» **Short problem 1**
In the listing, revise the stretch from the line containing "for the white" through the line containing "0,206,263,354" so that "concrete wall" becomes "brick wall". Leave everything else unchanged, and give back only those lines.

» **Page**
— start —

You are viewing a plain text version of this content. The canonical link for it is here.
Posted to java-user@lucene.apache.org by Gregor Dorfbauer <gr...@lagentz.at> on 2010/09/03 11:23:34 UTC

Index Field feeded from Reader that also stores cleartext

 Hi!

I'm working on an indexer that should process documents on hard-disk 
which are of arbitrary size and type. I use Apache Tika for plain text 
extraction which offers the feature to stream the parsers output through 
a reader.

My problem is following:
Is there a possibility to generate a document field that gets its data 
from an Reader-instance and where the plain text is also stored into the 
index (like the Store.YES field denotes)?
If I can't stream the data, memory usage is exceeding the limits of my 
machine.


Thanks for your help,
Gregor

Re: Index Field feeded from Reader that also stores cleartext

Posted by Ian Lea <ia...@gmail.com>.
If you can't use one of the Reader based Field methods then no.
You'll have to convert the data to a string.  If you do it a doc at a
time and you still don't have enough memory then I don't know what you
can do.


--
Ian.


On Fri, Sep 3, 2010 at 10:23 AM, Gregor Dorfbauer
<gr...@lagentz.at> wrote:
> Hi!

— end —

» **Raw records**
— start —

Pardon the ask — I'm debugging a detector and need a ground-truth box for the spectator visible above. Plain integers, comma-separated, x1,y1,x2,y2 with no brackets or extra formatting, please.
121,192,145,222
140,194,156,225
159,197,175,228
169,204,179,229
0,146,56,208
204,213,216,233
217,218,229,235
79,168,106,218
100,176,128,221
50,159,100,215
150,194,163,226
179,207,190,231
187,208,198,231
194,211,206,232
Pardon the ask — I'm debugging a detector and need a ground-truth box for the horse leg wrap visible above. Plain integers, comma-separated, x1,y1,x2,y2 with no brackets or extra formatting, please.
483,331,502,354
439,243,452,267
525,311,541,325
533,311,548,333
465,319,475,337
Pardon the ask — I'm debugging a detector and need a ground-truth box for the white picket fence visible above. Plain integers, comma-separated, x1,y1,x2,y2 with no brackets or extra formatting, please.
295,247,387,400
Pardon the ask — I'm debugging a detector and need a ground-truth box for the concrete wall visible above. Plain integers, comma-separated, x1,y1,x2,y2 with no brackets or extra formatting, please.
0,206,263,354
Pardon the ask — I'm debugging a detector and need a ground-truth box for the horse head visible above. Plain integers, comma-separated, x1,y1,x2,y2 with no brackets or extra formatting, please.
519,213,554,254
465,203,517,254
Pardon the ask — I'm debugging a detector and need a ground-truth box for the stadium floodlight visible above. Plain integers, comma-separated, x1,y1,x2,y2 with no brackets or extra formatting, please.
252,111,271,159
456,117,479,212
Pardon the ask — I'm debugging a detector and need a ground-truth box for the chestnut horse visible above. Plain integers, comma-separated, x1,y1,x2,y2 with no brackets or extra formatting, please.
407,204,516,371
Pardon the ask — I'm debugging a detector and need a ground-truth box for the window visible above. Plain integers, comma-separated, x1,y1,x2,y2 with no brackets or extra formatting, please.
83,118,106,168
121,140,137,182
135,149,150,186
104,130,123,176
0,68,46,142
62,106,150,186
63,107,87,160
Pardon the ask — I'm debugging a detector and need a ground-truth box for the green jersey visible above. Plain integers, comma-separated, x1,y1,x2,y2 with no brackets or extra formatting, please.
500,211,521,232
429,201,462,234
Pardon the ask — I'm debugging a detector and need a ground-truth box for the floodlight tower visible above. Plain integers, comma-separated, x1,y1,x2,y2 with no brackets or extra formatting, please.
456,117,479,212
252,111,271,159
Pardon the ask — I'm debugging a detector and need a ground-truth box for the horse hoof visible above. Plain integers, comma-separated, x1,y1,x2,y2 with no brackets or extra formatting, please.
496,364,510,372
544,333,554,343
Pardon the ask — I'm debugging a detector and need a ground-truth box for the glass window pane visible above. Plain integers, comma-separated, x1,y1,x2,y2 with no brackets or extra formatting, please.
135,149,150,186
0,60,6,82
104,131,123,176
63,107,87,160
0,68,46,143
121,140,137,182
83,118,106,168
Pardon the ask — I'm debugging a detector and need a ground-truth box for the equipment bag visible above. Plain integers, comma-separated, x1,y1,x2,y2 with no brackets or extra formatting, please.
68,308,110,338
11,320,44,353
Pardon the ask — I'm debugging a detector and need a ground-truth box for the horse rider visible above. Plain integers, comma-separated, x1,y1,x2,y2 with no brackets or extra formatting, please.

— end —

» **Short problem 2**
In the forum thread, what tool does the original poster use to extract plain text?

» **Exercise solution 1**
Pardon the ask — I'm debugging a detector and need a ground-truth box for the white picket fence visible above. Plain integers, comma-separated, x1,y1,x2,y2 with no brackets or extra formatting, please.
295,247,387,400
Pardon the ask — I'm debugging a detector and need a ground-truth box for the brick wall visible above. Plain integers, comma-separated, x1,y1,x2,y2 with no brackets or extra formatting, please.
0,206,263,354

» **Exercise solution 2**
Apache Tika